Reproduce exactly, with no other output, every line of the data below from the line containing "Target: rubble pile" to the end, inclusive.
---
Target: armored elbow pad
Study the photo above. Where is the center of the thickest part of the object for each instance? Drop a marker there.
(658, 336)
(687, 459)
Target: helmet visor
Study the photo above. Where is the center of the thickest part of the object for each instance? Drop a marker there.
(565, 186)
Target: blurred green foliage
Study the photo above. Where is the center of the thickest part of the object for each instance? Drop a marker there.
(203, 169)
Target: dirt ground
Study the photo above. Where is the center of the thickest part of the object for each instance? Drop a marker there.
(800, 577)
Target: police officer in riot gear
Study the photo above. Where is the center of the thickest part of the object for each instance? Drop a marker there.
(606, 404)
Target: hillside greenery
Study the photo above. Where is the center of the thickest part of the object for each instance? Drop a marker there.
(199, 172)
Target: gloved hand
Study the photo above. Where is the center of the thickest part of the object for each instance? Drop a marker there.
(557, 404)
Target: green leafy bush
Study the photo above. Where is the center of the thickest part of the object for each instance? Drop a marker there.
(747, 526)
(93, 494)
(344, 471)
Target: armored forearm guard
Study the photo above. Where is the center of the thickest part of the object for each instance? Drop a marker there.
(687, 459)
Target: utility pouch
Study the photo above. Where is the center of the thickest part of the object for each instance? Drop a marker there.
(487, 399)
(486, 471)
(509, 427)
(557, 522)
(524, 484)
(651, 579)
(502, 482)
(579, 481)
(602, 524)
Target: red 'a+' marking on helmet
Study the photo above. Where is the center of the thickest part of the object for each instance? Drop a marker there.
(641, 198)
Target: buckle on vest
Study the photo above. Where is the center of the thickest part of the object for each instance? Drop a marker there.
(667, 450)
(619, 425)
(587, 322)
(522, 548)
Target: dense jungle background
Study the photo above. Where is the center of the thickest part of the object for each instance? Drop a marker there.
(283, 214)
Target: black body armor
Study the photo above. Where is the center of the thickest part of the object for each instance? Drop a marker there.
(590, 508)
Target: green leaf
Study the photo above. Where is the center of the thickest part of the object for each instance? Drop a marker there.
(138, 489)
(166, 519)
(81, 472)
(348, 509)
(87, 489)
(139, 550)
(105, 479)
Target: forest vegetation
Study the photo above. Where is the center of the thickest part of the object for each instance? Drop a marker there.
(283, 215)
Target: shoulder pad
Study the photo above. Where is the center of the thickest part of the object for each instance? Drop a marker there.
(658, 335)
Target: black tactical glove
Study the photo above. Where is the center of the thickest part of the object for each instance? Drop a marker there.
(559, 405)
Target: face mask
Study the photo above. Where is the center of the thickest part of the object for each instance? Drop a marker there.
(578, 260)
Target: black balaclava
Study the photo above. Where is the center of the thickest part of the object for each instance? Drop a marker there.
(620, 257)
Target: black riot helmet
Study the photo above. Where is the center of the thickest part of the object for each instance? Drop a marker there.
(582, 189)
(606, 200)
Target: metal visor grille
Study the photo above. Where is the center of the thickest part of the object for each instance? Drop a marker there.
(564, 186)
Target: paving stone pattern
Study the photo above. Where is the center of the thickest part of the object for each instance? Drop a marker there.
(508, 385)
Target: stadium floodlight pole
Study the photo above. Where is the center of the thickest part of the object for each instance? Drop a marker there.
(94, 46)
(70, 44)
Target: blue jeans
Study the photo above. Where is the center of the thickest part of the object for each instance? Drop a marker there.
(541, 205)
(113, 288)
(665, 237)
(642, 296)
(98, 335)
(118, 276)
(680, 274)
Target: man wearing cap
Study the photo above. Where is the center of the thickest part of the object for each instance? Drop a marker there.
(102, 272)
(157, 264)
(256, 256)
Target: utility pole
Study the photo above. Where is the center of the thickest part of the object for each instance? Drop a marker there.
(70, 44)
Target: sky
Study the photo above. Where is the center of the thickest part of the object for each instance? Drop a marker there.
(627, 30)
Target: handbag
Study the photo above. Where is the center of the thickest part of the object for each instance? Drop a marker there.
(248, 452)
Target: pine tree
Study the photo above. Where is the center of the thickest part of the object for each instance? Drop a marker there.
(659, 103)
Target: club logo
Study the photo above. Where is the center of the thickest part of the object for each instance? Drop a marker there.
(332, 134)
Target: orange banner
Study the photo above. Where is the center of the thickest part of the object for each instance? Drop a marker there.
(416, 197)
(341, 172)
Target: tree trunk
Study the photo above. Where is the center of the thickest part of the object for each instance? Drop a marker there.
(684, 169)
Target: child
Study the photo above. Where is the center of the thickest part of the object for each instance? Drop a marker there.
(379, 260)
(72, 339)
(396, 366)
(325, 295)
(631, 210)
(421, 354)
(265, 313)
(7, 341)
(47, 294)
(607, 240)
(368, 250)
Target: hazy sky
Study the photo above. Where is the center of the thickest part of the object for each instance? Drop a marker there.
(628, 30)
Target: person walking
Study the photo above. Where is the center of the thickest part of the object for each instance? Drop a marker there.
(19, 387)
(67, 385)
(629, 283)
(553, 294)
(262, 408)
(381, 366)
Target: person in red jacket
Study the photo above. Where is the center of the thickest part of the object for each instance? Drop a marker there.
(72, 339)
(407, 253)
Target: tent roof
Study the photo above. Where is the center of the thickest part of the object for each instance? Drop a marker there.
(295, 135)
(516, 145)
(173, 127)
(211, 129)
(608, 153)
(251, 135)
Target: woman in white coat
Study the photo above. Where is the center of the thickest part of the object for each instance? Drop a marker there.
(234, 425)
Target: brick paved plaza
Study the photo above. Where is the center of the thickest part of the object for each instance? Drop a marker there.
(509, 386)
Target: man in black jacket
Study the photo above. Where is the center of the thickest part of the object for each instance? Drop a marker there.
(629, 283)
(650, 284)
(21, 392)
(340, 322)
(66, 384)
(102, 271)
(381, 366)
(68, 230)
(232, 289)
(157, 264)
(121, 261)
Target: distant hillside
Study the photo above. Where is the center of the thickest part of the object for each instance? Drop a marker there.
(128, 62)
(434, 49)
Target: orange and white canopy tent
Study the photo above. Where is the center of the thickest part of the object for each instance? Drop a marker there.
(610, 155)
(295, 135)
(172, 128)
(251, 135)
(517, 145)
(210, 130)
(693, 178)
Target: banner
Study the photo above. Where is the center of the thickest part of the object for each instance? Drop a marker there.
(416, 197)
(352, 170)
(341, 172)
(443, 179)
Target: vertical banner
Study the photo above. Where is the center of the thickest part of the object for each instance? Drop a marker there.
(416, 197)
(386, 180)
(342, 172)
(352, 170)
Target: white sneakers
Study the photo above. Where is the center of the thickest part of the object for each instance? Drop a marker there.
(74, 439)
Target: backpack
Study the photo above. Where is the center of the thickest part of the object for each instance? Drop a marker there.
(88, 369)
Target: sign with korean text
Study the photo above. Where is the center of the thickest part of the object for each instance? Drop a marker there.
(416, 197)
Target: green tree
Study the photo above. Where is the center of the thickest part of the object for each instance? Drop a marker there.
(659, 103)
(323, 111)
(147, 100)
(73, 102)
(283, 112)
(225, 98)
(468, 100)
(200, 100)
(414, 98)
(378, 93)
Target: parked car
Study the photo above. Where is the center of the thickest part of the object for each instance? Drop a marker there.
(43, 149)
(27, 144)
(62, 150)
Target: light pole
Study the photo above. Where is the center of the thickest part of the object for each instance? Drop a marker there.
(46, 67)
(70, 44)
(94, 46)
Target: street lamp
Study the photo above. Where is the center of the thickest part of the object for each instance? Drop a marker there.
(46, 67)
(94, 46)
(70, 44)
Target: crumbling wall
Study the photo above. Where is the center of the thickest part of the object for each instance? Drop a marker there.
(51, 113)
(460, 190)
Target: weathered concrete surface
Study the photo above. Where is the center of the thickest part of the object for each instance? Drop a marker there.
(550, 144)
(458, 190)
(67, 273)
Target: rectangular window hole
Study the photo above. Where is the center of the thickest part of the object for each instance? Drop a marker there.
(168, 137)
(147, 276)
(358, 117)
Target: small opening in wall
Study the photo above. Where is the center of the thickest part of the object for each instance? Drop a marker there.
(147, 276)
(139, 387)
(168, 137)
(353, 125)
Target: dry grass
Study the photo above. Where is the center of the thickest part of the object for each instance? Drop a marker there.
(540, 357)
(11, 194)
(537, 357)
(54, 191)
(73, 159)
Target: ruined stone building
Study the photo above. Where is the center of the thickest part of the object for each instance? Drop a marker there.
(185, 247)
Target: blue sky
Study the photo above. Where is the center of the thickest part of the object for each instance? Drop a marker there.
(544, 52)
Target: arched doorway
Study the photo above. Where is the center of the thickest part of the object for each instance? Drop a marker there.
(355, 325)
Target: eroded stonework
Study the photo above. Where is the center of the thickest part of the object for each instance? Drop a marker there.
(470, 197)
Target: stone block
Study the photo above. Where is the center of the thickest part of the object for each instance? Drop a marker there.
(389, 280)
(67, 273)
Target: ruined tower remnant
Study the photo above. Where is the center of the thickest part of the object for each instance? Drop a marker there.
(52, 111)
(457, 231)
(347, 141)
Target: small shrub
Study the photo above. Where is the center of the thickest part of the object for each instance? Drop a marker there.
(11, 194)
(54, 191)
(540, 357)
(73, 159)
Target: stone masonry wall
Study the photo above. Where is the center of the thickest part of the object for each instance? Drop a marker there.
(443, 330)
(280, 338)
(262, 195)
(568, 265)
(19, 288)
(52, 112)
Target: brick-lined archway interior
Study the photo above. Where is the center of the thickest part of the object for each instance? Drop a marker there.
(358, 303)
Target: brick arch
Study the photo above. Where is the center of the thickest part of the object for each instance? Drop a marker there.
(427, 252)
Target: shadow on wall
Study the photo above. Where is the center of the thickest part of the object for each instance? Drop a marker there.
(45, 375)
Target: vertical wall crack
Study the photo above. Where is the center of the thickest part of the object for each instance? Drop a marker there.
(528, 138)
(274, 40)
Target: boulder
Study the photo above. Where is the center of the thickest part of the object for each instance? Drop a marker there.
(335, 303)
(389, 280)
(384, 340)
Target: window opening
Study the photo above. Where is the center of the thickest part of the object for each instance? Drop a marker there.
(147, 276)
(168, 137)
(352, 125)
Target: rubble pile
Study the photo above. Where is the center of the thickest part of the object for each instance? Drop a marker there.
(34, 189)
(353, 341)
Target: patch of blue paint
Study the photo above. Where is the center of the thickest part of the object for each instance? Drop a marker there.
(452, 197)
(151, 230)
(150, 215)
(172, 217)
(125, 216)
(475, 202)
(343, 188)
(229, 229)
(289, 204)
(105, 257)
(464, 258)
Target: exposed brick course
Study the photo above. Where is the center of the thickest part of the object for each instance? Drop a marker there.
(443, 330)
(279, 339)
---
Final result:
Target: rubble pile
Study the photo above. Where is the center of the thickest part of the object for each instance? Drop a marker there.
(34, 189)
(353, 341)
Target: patch of blue paint
Study the photo above. Where is the center of the thickest part of the object for each instance? Drop a marker there.
(452, 197)
(151, 230)
(150, 215)
(172, 217)
(125, 216)
(475, 202)
(343, 188)
(229, 229)
(289, 204)
(105, 257)
(464, 258)
Target: exposed brick course
Study the photo above. Where is the center of the thickest part of the object for each instance? Drop a marker there.
(443, 330)
(279, 339)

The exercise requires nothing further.